Records provided:
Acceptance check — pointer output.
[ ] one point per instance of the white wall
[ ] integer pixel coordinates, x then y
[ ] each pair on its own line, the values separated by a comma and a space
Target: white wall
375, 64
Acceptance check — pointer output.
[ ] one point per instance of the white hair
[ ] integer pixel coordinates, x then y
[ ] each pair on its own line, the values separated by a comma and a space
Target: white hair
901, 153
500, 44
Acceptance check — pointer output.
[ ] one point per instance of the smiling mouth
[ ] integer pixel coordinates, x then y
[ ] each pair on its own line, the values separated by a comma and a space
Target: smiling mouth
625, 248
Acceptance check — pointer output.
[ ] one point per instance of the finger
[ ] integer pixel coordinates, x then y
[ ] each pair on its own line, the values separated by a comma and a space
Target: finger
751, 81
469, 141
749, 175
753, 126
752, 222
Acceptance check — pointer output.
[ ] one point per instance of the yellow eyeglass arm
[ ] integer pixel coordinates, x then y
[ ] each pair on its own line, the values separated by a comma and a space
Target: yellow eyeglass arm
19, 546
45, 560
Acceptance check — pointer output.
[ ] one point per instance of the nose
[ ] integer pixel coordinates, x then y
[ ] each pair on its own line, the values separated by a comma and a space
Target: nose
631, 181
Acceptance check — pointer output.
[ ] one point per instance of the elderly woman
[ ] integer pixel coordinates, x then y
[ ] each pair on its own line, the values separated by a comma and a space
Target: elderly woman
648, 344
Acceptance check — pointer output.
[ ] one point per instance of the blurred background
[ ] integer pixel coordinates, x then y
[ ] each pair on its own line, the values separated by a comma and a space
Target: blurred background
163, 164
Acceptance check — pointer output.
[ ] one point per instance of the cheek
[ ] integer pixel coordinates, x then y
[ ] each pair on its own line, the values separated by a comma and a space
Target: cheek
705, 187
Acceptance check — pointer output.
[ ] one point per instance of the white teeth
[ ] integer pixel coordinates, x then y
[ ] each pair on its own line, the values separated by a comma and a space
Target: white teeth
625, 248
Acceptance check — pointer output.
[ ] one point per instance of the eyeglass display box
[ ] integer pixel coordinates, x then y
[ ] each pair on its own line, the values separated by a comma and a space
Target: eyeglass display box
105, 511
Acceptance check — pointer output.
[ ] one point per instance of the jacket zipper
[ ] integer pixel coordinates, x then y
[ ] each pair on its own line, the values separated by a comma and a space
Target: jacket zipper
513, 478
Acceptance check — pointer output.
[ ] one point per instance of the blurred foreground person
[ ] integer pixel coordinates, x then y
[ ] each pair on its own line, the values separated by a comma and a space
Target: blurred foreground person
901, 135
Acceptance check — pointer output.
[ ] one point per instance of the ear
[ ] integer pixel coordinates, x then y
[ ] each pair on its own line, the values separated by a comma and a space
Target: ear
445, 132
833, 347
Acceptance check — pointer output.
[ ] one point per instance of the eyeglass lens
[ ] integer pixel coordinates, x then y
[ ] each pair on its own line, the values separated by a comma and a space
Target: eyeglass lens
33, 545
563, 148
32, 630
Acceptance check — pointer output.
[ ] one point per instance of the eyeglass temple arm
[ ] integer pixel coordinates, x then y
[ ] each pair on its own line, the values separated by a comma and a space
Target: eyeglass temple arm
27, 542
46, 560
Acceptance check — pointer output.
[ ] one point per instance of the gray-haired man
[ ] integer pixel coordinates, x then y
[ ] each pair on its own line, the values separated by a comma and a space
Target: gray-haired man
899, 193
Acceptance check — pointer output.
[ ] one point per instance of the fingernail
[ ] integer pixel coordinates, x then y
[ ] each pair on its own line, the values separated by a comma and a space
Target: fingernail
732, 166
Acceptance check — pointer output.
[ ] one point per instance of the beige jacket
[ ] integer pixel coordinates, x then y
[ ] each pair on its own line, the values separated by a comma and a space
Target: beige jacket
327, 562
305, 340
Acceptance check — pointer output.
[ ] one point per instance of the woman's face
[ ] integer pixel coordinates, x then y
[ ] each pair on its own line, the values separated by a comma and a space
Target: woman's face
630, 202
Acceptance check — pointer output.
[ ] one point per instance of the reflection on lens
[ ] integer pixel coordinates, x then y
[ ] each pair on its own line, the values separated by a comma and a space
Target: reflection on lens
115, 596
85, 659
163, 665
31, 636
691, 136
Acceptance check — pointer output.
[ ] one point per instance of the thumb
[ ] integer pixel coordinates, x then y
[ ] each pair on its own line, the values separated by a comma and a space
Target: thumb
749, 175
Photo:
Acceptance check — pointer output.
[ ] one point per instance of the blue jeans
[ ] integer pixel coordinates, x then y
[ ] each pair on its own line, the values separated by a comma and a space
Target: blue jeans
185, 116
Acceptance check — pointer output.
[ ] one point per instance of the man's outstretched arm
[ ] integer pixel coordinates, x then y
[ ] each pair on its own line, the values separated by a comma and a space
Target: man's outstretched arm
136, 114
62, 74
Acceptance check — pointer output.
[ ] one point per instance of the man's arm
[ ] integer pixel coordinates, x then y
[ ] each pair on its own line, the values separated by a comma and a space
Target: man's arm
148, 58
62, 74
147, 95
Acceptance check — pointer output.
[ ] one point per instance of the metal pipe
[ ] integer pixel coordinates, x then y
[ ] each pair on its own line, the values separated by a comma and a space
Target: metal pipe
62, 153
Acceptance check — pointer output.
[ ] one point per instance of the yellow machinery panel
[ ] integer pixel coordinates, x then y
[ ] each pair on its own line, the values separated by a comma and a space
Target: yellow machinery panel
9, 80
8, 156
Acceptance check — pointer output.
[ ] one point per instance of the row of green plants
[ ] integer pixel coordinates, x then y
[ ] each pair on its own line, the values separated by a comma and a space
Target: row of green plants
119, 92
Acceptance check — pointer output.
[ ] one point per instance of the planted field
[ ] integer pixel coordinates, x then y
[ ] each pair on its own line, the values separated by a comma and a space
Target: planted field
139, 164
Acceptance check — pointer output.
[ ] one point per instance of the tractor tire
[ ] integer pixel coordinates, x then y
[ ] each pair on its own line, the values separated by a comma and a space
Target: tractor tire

Required task: Retype the listing exactly, in full.

Exercise solution:
Acceptance check — pointer output.
[ ] one point per instance of the white wall
[ ] integer pixel coordinates, x then y
[ ] each pair on its own line, the values separated by a comma and a space
Target: white wall
375, 64
Acceptance check — pointer output.
[ ] one point per instance of the white hair
[ ] integer pixel coordinates, x then y
[ ] each pair on its own line, the values separated by a comma and a space
Target: white hair
901, 153
500, 44
Acceptance check — pointer output.
[ ] one point per instance of the smiling mouth
[ ] integer pixel coordinates, x then y
[ ] each pair on its own line, the values separated by a comma and a space
Target: smiling mouth
625, 248
Acceptance check — pointer output.
[ ] one point per instance of the finger
[ ] integer pixel coordinates, x then y
[ ] each pair on its own line, the values separated by a comma and a space
Target: finger
751, 81
469, 141
749, 175
753, 126
752, 222
Acceptance check — pointer output.
[ ] one point per instance of the yellow eyeglass arm
[ ] integer pixel coordinates, x then y
[ ] each pair on its own line, the values separated by a comma and a space
Target: yellow eyeglass arm
19, 546
45, 560
Acceptance check — pointer output.
[ ] one point per instance of the nose
[ ] integer pixel coordinates, x then y
[ ] each pair on its own line, the values separated by a comma and a space
Target: nose
631, 181
Acceptance check — pointer output.
[ ] one point per instance of the elderly woman
[ ] integer pixel coordinates, x then y
[ ] each pair on its own line, the values separated by a comma and a space
Target: elderly woman
648, 344
Acceptance check — pointer output.
[ ] one point per instance of the blurred background
[ ] integer pixel coordinates, x then y
[ ] each pair on its own line, the values separated by a comma and a space
Target: blurred background
163, 164
Acceptance check — pointer output.
[ ] one point per instance of the cheek
[ ] integer pixel coordinates, x then y
[ ] each pair on its own line, the values separated by a comma and a space
Target: cheek
705, 187
Acceptance check — pointer output.
[ ] one point per instance of the white teeth
[ ] integer pixel coordinates, x then y
[ ] each pair on its own line, the values separated by a comma and a space
Target: white teeth
625, 248
Acceptance check — pointer output.
[ ] one point per instance of the eyeglass display box
[ ] integer pixel coordinates, x then y
[ ] each pair on its own line, the values separated by a comma and a space
Target: eyeglass display box
105, 511
Acceptance check — pointer output.
[ ] one point per instance of the jacket zipper
[ ] integer pixel coordinates, x then y
[ ] each pair on its own line, the values separated by a comma and a space
Target: jacket zipper
513, 478
Acceptance check — pointer output.
[ ] one point per instance of the blurred foreground person
[ ] integer pixel coordinates, x then y
[ ] each pair on its own line, the values separated by a comma and a space
Target: blurred foreground person
901, 135
Acceptance check — pointer output.
[ ] one point per instance of the ear
[ ] integer pixel coordinates, x then y
[ ] each pair on its own line, the values separated by a comma and a space
Target: ear
445, 132
833, 347
Acceptance check — pointer output.
[ ] one point per instance of the eyeglass lens
[ ] integer pixel coordinates, x then y
[ ] each pair on its own line, the values separated by a comma and a space
Target: eyeglass lens
33, 545
563, 148
32, 630
Acceptance check — pointer output.
[ ] one point per instance of the eyeglass temple arm
[ ] integer pixel coordinates, x then y
[ ] each pair on its own line, the values separated by a comma and a space
Target: eyeglass temple arm
27, 542
46, 560
Acceptance check — pointer output.
[ ] one point per instance of the gray-haired man
[ ] integer pixel coordinates, x then y
[ ] each pair on its own line, the values separated by a comma and a space
Target: gray-haired man
899, 193
Acceptance check — pointer output.
[ ] one point per instance of the fingernail
[ ] integer pixel coordinates, x then y
[ ] each pair on its own line, the values separated by a comma and a space
Target: fingernail
732, 166
Acceptance check — pointer output.
[ ] one point per instance of the beige jacket
[ ] integer pixel coordinates, x then y
[ ] each pair on its own line, the values separated by a comma and a space
Target: beige jacket
327, 562
305, 340
Acceptance check — pointer output.
[ ] one point per instance of the woman's face
[ ] integer pixel coordinates, x then y
[ ] each pair on its own line, the values separated by a comma and a space
Target: woman's face
630, 202
Acceptance check — pointer output.
[ ] one point per instance of the reflection on lens
[ ] integer pixel coordinates, x then y
[ ] each pair on its own line, the values separated by a comma and a space
Target: reflection on lens
115, 596
85, 659
163, 665
31, 636
691, 136
Acceptance check — pointer output.
[ ] one point per instance of the thumb
[ ] integer pixel coordinates, x then y
[ ] each pair on its own line, the values separated by a comma and a space
Target: thumb
749, 175
Photo:
Acceptance check — pointer output.
[ ] one point per instance of the blue jeans
[ ] integer pixel coordinates, x then y
[ ] each pair on its own line, the values separated by a comma and a space
Target: blue jeans
185, 116
Acceptance check — pointer output.
[ ] one point per instance of the man's outstretched arm
[ ] integer pixel coordinates, x then y
[ ] each pair on its own line, the values separated by a comma and a space
Target: man's outstretched arm
136, 114
62, 74
Acceptance check — pointer output.
[ ] one point per instance of the man's arm
[ ] integer pixel coordinates, x then y
[ ] each pair on its own line, the values separated by a comma and a space
Target: man's arm
148, 58
62, 74
147, 95
Acceptance check — pointer output.
[ ] one point per instance of the metal pipe
[ ] integer pixel coordinates, x then y
[ ] each pair on its own line, the values separated by a comma and a space
Target: metal pipe
62, 153
Acceptance check — pointer output.
[ ] one point per instance of the yellow machinery panel
[ ] integer pixel coordinates, x then y
[ ] each pair on its own line, the values separated by a comma and a space
Target: yellow machinery panel
9, 80
8, 156
Acceptance check — pointer output.
[ ] one point per instance of the row of green plants
[ ] integer pixel coordinates, x then y
[ ] each pair on its own line, the values separated by a comma and a space
Target: row of green plants
119, 92
Acceptance check — pointer output.
[ ] one point per instance of the planted field
[ ] integer pixel coordinates, x then y
[ ] each pair on its own line, the values separated by a comma and a space
Target: planted field
139, 164
Acceptance check — pointer output.
[ ] one point per instance of the tractor tire
[ ] integer pixel coordinates, x then y
[ ] each pair on its own line, the values separated by a comma and a space
Target: tractor tire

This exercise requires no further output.